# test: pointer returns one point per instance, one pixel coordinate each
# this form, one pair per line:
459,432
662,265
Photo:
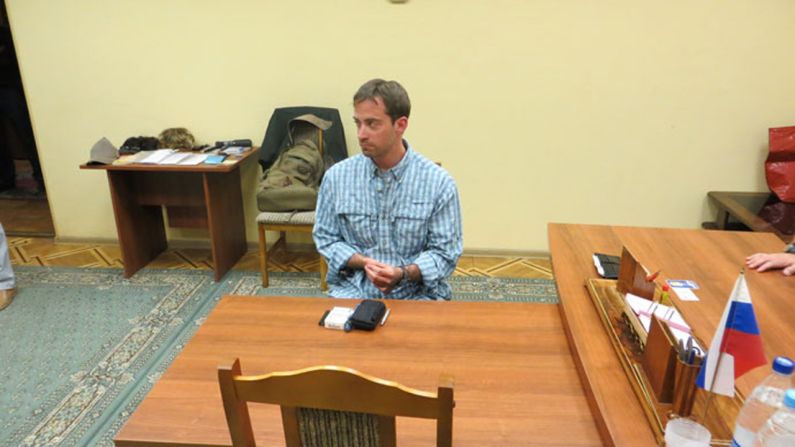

**WHAT THE TASK REQUIRES**
Only the text of the material belongs in your copy, which must match the original exactly.

**EXPECTED ANSWER**
# test: pointer returns one point per instance, one pixel coordinate each
# this form, one pair per line:
459,432
662,265
Photo:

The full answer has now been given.